─── GIVEN PASSAGE ───
Ask HN: Is Silicon Valley slowing down? - ceallaigh49364
I’m currently working in my first job after university and I’m thinking of moving to San Francisco on a graduate visa this summer. (I’m From Ireland and have the opportunity to get a J1 graduate visa)<p>I’d be moving to San Francisco&#x2F;silicon valley with a CS degree from a university here in Ireland and 1 years experience in a development role. From reading recent articles and the recent fall in stock prices of tech stocks, I’m just worried that things seem to be slowing down and that there is possibly a tech bubble that&#x27;s about to pop this year. What is the job market like out there at the moment and is it a foolish decision to leave my permanent job here and risk not finding any work in silicon valley?
======
smartician
Completely anecdotal: Back in 2001 I was in Silicon Valley on a J-1 visa. The
company I was working at had three rounds of layoffs within 6 months. Seeing
the decaying situation, I went back to Europe to find work there. One of the
other interns (French-Moroccan guy) stayed. I had a mediocre career in Germany
(though now back in the valley), whereas he went to pre-IPO LinkedIn and then
pre-IPO Twitter. I'm pretty sure he did well for himself.

I regret being scared of the bubble popping and going back. The situation now
is much healthier than in 2001.

------
kasey_junk
Yes Silicon Valley is slowing down. Further, you'd be one of the most at risk
workers in the technology sector in the city with your experience level and
visa situation.

But that still puts it in one of the best job markets globally. The things
that make SV less attractive for young job seekers now are the same things
that make it unattractive all the time. Cost of living, lack of long term
housing options and (only slightly tongue in cheek) the worst music scene of
any major city in the US.
───
▶ _SET PROBLEM 1_:
According to the forum thread, what type of visa does the original poster have the opportunity to obtain?
─── DATA PROVIDED ───
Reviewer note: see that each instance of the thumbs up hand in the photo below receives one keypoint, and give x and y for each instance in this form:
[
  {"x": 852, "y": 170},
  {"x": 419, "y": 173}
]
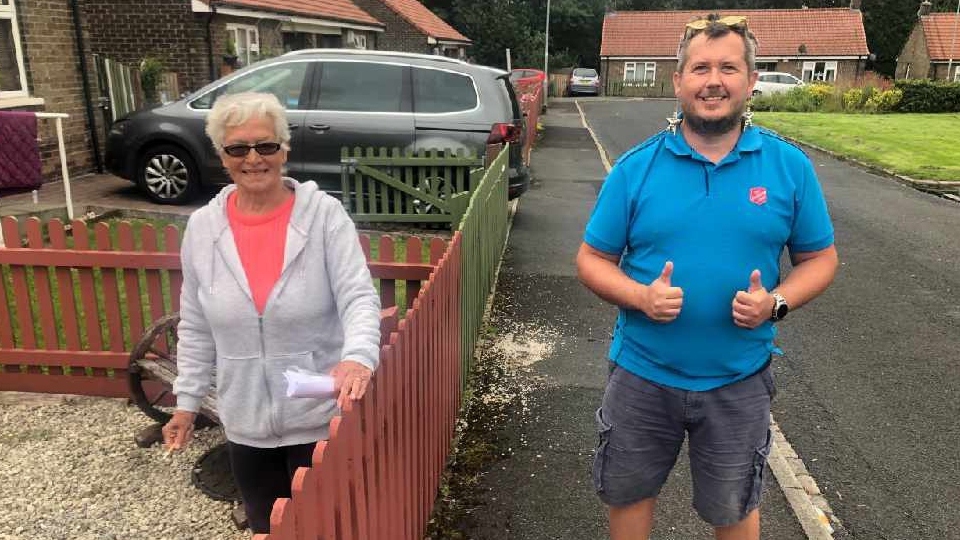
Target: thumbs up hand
[
  {"x": 661, "y": 301},
  {"x": 752, "y": 307}
]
───
▶ _SET PROBLEM 2_:
Write out the photo object pointing records above exactly as they appear, leaving the pictures out of your answer.

▶ _RESPONSE 1_:
A J1 graduate visa.

▶ _RESPONSE 2_:
Reviewer note: see that each instance of the thumbs up hand in the photo below receives one keypoint, and give x and y for each instance in this form:
[
  {"x": 852, "y": 170},
  {"x": 419, "y": 173}
]
Target: thumbs up hand
[
  {"x": 661, "y": 301},
  {"x": 752, "y": 307}
]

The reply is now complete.